TASK DATA:

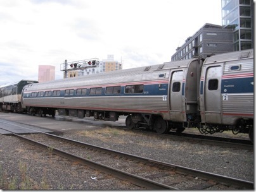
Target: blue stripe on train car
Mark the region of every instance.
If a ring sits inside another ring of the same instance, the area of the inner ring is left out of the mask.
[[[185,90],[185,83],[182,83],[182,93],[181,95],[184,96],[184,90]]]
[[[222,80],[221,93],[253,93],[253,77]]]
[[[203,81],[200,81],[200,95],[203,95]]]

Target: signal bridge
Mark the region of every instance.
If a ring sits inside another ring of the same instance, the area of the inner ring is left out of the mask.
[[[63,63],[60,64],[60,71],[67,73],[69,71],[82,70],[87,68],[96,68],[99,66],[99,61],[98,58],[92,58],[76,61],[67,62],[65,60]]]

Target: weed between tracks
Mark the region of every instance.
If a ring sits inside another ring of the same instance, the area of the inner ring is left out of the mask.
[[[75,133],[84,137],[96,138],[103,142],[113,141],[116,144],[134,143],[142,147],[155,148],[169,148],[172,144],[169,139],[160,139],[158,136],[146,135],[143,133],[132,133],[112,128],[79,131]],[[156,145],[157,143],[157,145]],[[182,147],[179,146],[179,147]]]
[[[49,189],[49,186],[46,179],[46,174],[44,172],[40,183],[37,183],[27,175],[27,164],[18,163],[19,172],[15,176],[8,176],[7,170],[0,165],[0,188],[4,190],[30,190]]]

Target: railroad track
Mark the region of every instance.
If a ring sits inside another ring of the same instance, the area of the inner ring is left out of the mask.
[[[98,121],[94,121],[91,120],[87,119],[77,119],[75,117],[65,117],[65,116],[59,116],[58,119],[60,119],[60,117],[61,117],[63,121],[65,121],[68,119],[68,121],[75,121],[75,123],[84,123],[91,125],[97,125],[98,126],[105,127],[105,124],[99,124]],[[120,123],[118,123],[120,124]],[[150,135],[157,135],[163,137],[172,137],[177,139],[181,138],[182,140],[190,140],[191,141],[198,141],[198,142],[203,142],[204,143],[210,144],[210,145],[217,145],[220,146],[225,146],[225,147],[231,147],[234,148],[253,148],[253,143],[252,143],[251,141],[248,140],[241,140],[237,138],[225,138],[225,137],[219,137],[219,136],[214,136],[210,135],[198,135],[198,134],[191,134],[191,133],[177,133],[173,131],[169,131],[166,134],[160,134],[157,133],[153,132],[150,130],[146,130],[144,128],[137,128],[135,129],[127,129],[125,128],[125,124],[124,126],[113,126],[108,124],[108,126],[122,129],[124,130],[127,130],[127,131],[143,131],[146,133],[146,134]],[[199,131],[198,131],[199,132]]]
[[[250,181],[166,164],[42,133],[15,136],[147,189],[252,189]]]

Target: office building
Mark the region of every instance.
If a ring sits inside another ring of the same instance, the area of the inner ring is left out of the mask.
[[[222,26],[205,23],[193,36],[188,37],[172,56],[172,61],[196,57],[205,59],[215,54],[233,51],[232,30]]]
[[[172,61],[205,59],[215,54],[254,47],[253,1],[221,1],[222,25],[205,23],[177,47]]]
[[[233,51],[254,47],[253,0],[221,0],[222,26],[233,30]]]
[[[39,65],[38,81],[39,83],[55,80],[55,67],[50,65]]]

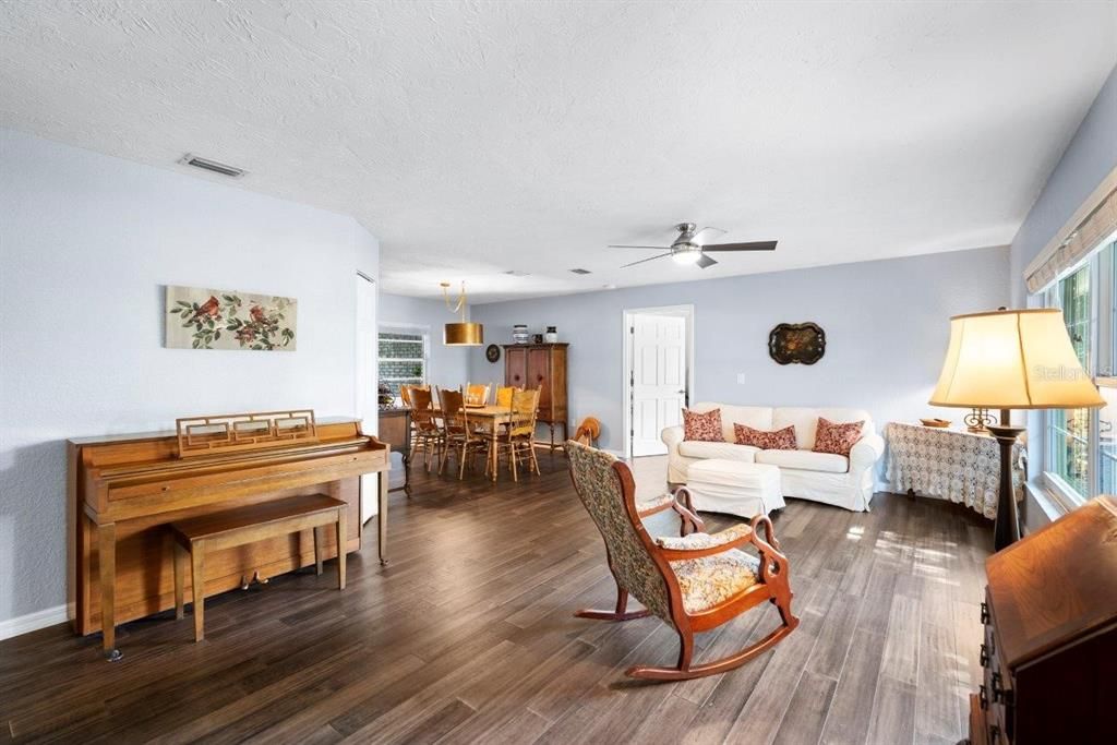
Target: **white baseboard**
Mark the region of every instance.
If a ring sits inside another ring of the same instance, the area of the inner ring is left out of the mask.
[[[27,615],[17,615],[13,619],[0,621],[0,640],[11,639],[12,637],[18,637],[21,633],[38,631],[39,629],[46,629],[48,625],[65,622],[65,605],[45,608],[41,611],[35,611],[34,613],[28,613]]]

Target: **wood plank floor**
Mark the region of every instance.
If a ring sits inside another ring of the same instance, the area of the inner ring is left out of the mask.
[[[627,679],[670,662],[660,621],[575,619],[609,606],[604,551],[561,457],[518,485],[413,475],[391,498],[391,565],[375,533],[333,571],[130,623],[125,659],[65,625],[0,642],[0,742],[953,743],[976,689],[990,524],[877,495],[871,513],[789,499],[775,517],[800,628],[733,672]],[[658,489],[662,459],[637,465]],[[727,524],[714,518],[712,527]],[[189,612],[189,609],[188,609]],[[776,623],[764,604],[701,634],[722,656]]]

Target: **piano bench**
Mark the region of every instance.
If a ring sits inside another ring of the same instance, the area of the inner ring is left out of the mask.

GOAL:
Rewrite every line of the records above as a single numbered list, skipping blank lines and leaving out the picture lines.

RESULT FOR THIS EXERCISE:
1. Target: blue stripe on train car
2. Mark the region of every instance.
3. If a ring sits inside another ring of the same instance, the area of the inner ring is left out of the mask.
4. [[[185,90],[185,83],[182,83],[182,93],[181,95],[184,96],[184,90]]]
5. [[[222,80],[221,93],[253,93],[253,77]]]
6. [[[203,81],[200,81],[200,95],[203,95]]]
7. Target: signal bridge
8. Mark the region of every instance.
9. If a ring sits inside another ring of the same instance, the area of the inner ring is left out of the mask.
10. [[[63,63],[60,64],[60,71],[67,73],[69,71],[82,70],[87,68],[96,68],[99,66],[99,61],[98,58],[92,58],[76,61],[67,62],[65,60]]]
11. Target: weed between tracks
12. Mark the region of every instance.
13. If a ring sits inside another ring of the same instance, the area of the inner ring is left out of the mask.
14. [[[75,133],[84,137],[96,138],[103,142],[113,141],[116,144],[134,143],[142,147],[155,148],[169,148],[172,144],[169,139],[160,139],[158,136],[146,135],[143,133],[132,133],[112,128],[79,131]],[[156,145],[157,143],[157,145]],[[182,147],[179,146],[179,147]]]
15. [[[49,189],[49,186],[46,179],[46,174],[44,172],[40,183],[37,183],[27,175],[27,164],[18,163],[19,172],[15,176],[8,176],[7,170],[0,165],[0,188],[4,190],[30,190]]]
16. Target: railroad track
17. Mark the region of every instance.
18. If a ring sits inside another ring of the same instance, the area of the inner ring is left out of the mask.
19. [[[98,121],[94,121],[91,120],[87,119],[77,119],[75,117],[65,117],[65,116],[59,116],[58,119],[60,119],[60,117],[61,117],[63,121],[65,121],[68,119],[68,121],[75,121],[75,123],[84,123],[91,125],[97,125],[98,126],[105,127],[105,124],[99,124]],[[120,123],[118,123],[120,124]],[[150,135],[157,135],[163,137],[172,137],[177,139],[181,138],[182,140],[190,140],[191,141],[198,141],[198,142],[203,142],[204,143],[210,144],[210,145],[217,145],[220,146],[225,146],[225,147],[231,147],[234,148],[253,148],[253,143],[252,143],[251,141],[248,140],[241,140],[237,138],[225,138],[225,137],[219,137],[219,136],[214,136],[210,135],[198,135],[198,134],[191,134],[191,133],[177,133],[173,131],[169,131],[166,134],[160,134],[157,133],[153,132],[150,130],[146,130],[144,128],[137,128],[135,129],[127,129],[125,128],[125,124],[124,126],[113,126],[108,124],[108,126],[122,129],[124,130],[127,130],[127,131],[143,131],[146,133],[146,134]],[[199,131],[198,131],[199,132]]]
20. [[[250,181],[166,164],[42,133],[15,136],[147,189],[252,189]]]
21. Target: office building
22. Mark the region of every instance.
23. If a ring sits inside another ring of the same instance, the area of the inner ring is left out of the mask.
24. [[[222,26],[205,23],[193,36],[188,37],[172,56],[172,61],[196,57],[205,59],[215,54],[233,51],[232,30]]]
25. [[[172,61],[205,59],[215,54],[254,47],[253,1],[221,1],[222,25],[205,23],[177,47]]]
26. [[[233,51],[254,47],[253,0],[221,0],[222,26],[233,30]]]
27. [[[39,65],[38,81],[39,83],[55,80],[55,67],[50,65]]]
28. Target: **white baseboard**
29. Mark the region of every instance.
30. If a ring sits inside another ring of the same instance, the area of the inner ring is left out of the mask.
31. [[[27,615],[17,615],[13,619],[0,621],[0,640],[11,639],[12,637],[18,637],[21,633],[38,631],[39,629],[46,629],[48,625],[65,622],[65,605],[45,608],[41,611],[35,611],[34,613],[28,613]]]
32. Target: **wood plank floor**
33. Mark the region of every instance.
34. If a ring sits inside another ring of the same instance, the area of the inner ring is left out of the mask.
35. [[[627,679],[670,662],[660,621],[575,619],[609,606],[604,551],[561,457],[518,485],[413,475],[391,498],[391,565],[375,533],[333,571],[130,623],[125,659],[65,625],[0,642],[0,742],[953,743],[976,689],[990,524],[877,495],[871,513],[789,499],[775,517],[800,628],[733,672]],[[658,489],[662,459],[637,465]],[[727,524],[714,518],[712,527]],[[189,612],[189,609],[188,609]],[[776,623],[764,604],[701,634],[722,656]]]
36. Target: **piano bench**
37. Mark the region of every instance.
38. If a ring sits inside another ring of the same instance, the area of the inner ring is left out of the mask.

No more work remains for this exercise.